Activity:
Could you please retype the records exactly, minus their pictures?

....

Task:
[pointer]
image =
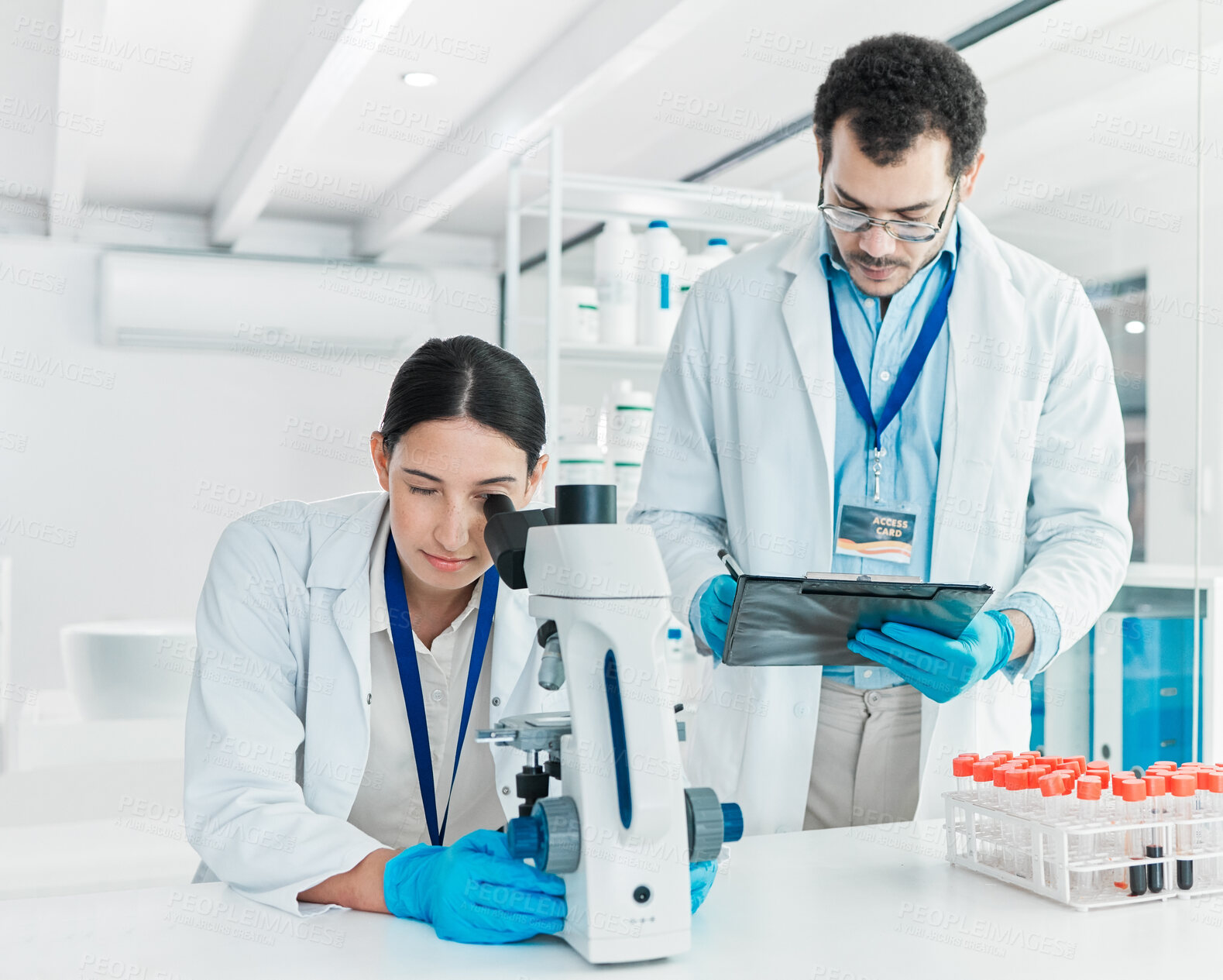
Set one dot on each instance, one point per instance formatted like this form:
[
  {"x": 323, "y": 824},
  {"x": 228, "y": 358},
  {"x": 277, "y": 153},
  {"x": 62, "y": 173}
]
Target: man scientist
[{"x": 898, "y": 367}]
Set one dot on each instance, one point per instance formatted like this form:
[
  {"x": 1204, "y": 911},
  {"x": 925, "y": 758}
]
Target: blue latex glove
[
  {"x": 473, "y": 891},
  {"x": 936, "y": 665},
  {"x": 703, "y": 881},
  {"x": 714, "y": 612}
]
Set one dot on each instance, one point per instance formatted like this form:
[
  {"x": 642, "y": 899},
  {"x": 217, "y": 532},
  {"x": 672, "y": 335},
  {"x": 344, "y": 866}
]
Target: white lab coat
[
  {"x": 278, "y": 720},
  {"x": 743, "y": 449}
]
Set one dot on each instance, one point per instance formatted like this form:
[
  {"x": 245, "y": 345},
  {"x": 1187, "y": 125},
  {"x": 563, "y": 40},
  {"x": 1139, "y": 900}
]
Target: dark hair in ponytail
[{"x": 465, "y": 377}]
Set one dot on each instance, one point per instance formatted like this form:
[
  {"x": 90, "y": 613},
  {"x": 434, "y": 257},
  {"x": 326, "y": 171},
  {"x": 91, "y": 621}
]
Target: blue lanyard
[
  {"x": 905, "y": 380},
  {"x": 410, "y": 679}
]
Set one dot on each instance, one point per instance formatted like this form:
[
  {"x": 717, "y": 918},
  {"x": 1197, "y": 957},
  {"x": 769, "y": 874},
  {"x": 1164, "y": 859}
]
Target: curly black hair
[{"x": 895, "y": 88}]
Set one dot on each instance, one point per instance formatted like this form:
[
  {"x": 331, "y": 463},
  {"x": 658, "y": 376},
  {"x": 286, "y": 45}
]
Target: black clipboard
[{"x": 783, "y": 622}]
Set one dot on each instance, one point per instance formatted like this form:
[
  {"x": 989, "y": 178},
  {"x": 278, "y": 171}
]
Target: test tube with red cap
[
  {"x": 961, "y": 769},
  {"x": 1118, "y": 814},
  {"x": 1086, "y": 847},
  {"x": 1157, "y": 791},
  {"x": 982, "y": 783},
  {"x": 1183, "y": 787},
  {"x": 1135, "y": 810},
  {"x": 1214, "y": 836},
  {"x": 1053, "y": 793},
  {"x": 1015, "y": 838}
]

....

Exercise answer:
Task:
[pointer]
image =
Set one dot on each instance, one point per instance formatted like this form:
[
  {"x": 323, "y": 824},
  {"x": 228, "y": 358},
  {"x": 277, "y": 153},
  {"x": 62, "y": 173}
]
Target: man scientist
[{"x": 898, "y": 367}]
Set one dot on each instance, one point per instance formatted like this form:
[
  {"x": 1204, "y": 911},
  {"x": 925, "y": 758}
]
Target: blue latex glove
[
  {"x": 473, "y": 891},
  {"x": 936, "y": 665},
  {"x": 703, "y": 881},
  {"x": 714, "y": 612}
]
Set one dot on each instance, one point per instance formatted like this form:
[
  {"x": 642, "y": 899},
  {"x": 217, "y": 532},
  {"x": 672, "y": 335},
  {"x": 344, "y": 866}
]
Target: white lab coat
[
  {"x": 278, "y": 720},
  {"x": 743, "y": 449}
]
Set one dot on each instance, one point per instance formatted like this form:
[
  {"x": 245, "y": 345},
  {"x": 1187, "y": 125},
  {"x": 563, "y": 40},
  {"x": 1139, "y": 900}
]
Target: dark hair in ponytail
[{"x": 465, "y": 377}]
Set one dot on each instance, one point per instance formatted like this form:
[
  {"x": 90, "y": 613},
  {"x": 434, "y": 257},
  {"x": 326, "y": 171},
  {"x": 91, "y": 621}
]
Target: blue lanyard
[
  {"x": 905, "y": 380},
  {"x": 410, "y": 679}
]
Set one dot on each instance, one point per instance formatted like this form:
[
  {"x": 717, "y": 918},
  {"x": 1197, "y": 957},
  {"x": 769, "y": 874},
  {"x": 1164, "y": 859}
]
Target: curly black hair
[{"x": 895, "y": 88}]
Set one dot on each instance, one point per instance formatted like this form:
[
  {"x": 331, "y": 463},
  {"x": 658, "y": 376},
  {"x": 286, "y": 45}
]
Target: black clipboard
[{"x": 783, "y": 622}]
Set one dot on each instance, one point per instance formatted like this form:
[
  {"x": 989, "y": 178},
  {"x": 278, "y": 171}
]
Target: test tube with red cap
[
  {"x": 961, "y": 769},
  {"x": 1118, "y": 814},
  {"x": 1086, "y": 847},
  {"x": 1157, "y": 791},
  {"x": 982, "y": 783},
  {"x": 1183, "y": 787},
  {"x": 1135, "y": 810},
  {"x": 1214, "y": 836},
  {"x": 1053, "y": 793},
  {"x": 1015, "y": 838}
]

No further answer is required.